## Data for the task:
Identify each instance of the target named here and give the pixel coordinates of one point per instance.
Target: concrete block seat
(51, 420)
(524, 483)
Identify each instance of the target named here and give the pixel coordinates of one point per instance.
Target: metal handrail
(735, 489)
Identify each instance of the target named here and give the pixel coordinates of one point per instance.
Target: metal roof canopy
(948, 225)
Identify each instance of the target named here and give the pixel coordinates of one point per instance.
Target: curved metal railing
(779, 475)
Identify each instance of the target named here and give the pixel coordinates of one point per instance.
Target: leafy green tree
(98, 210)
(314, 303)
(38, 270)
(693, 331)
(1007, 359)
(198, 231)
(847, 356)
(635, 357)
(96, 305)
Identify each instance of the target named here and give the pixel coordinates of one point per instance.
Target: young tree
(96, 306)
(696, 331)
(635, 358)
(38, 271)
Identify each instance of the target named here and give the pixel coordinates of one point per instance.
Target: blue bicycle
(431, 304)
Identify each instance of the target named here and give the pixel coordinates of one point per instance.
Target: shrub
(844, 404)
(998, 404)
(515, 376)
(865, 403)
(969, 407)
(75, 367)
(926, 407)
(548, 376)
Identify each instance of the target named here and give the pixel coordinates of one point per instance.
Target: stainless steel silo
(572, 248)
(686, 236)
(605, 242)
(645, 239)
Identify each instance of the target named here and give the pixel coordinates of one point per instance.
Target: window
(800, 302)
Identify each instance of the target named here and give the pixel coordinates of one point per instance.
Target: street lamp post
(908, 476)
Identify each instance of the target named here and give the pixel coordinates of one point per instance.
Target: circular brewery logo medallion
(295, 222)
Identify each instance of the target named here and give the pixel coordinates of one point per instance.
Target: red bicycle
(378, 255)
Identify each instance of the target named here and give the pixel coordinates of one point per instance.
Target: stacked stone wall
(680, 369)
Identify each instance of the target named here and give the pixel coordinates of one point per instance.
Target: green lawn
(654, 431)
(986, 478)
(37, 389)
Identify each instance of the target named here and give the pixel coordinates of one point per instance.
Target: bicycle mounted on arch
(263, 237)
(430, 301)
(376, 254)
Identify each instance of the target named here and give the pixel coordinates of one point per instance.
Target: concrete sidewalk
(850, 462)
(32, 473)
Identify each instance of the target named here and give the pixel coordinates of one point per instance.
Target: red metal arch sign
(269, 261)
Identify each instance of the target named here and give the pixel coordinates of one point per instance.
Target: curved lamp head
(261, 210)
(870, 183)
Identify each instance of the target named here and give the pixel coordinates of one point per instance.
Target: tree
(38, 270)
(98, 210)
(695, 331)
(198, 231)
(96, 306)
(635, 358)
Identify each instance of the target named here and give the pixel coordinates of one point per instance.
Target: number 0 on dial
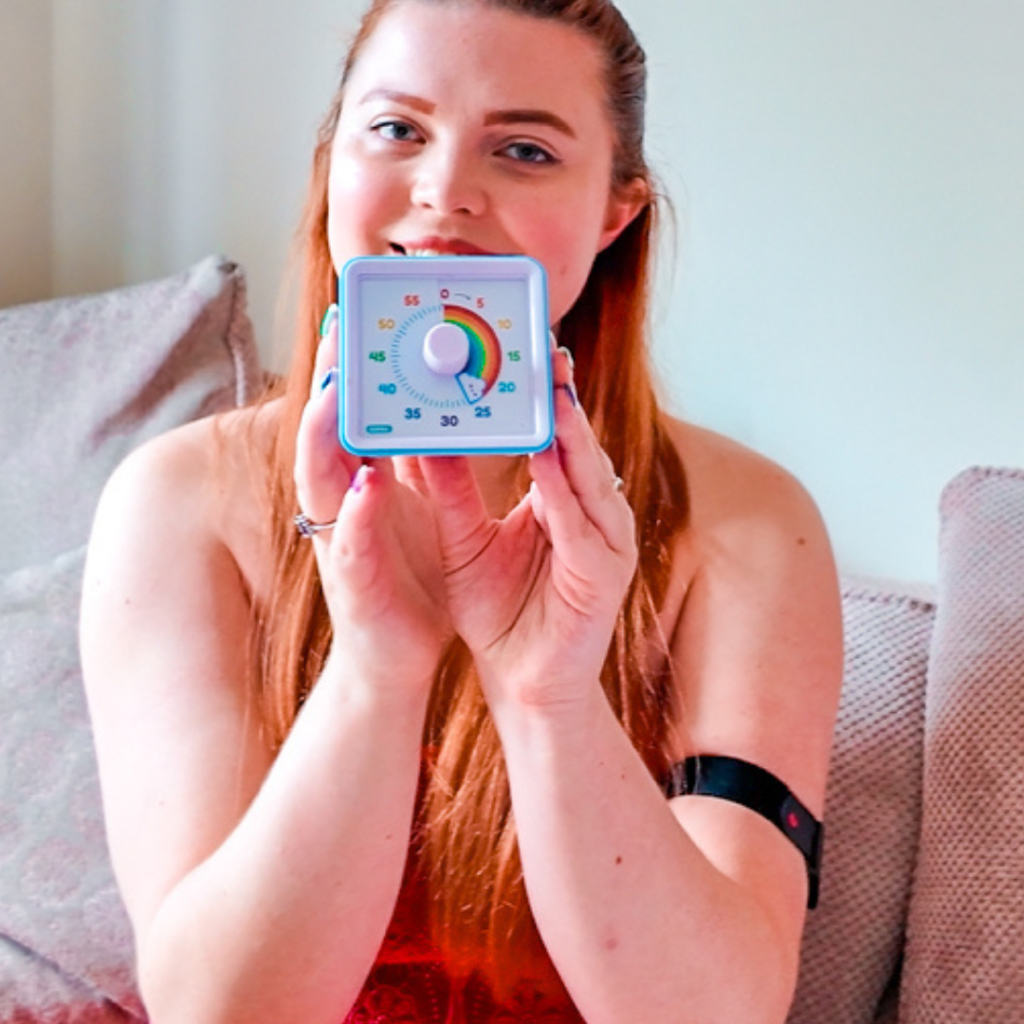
(445, 354)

## The task:
Your task is to set down the records shown above exactly, minus any pictures.

## Solution to this problem:
Identify each instance of the target named here and give the pixel coordinates of one point per instance.
Target: concrete block seat
(51, 420)
(524, 483)
Identify each instance of the target named here and give the pixel coordinates of one point per instance.
Target: metal handrail
(735, 489)
Identify each instance of the target named here and give the pixel coordinates of one point per instance.
Target: metal roof canopy
(948, 225)
Identify each instance of the target named here and give the pixel coordinates of one point per instance.
Target: curved metal railing
(779, 475)
Identify each instance of the target named here and give the pixel coordinates of one point per instance.
Target: leafy green tree
(98, 210)
(314, 303)
(38, 270)
(693, 331)
(1007, 359)
(198, 231)
(847, 356)
(635, 357)
(96, 305)
Identify each instance of the target named here and give the pixel coordinates of one point per instance.
Target: young tree
(96, 306)
(696, 331)
(635, 358)
(38, 271)
Identify each instance of the target named here and give the pixel coordinates of one point per instance.
Target: blue bicycle
(431, 304)
Identify each instance of the target named here and give the pixel coordinates of one point per instance.
Target: shrub
(844, 404)
(998, 404)
(515, 376)
(865, 403)
(969, 407)
(75, 367)
(926, 407)
(548, 376)
Identify each instance of the target named here and give the pixel coordinates of one point per instance.
Target: stainless steel silo
(572, 248)
(686, 236)
(605, 242)
(645, 239)
Identify each instance of the target named here and give the pixel coordinates of one point per instance.
Target: window
(800, 302)
Identify each instance of the target named here and give the pixel coordinates of one point per instance.
Target: street lamp post
(908, 476)
Identify each instance of the target named here and give the pixel coordinates of one point per instance.
Target: circular brewery logo medallion
(295, 222)
Identify each instance of the target named here and give the pixel coordinates of one point per instance.
Target: red bicycle
(378, 255)
Identify each instance of the target named here and give the pixel coordinates of one point per instance.
Target: stacked stone wall
(680, 369)
Identify each instance of the target named here and give the pixel coordinates of one point per instance.
Target: green lawn
(654, 431)
(986, 478)
(37, 389)
Identify each instance of the target named here and give the pixel coordinates of one point per instance.
Target: bicycle mounted on arch
(263, 237)
(430, 301)
(376, 254)
Identify each instance of the target named here and give the pixel coordinates of one point per instance.
Target: concrete sidewalk
(850, 462)
(32, 473)
Identify each instance of the target named here and give the pixel coordinates of one point per instance.
Target: red metal arch sign
(269, 261)
Identify each instance of the target named here and give the pixel coordinates of one point per instance.
Target: curved lamp head
(261, 210)
(870, 183)
Identify each instance of the target named here and give the pixel coordinates of one point per instance.
Target: tree
(38, 270)
(98, 210)
(695, 331)
(198, 231)
(96, 306)
(635, 358)
Identify each instance of the target named here and give the pixel coordinates of one point per instance.
Target: number 0 on dial
(445, 354)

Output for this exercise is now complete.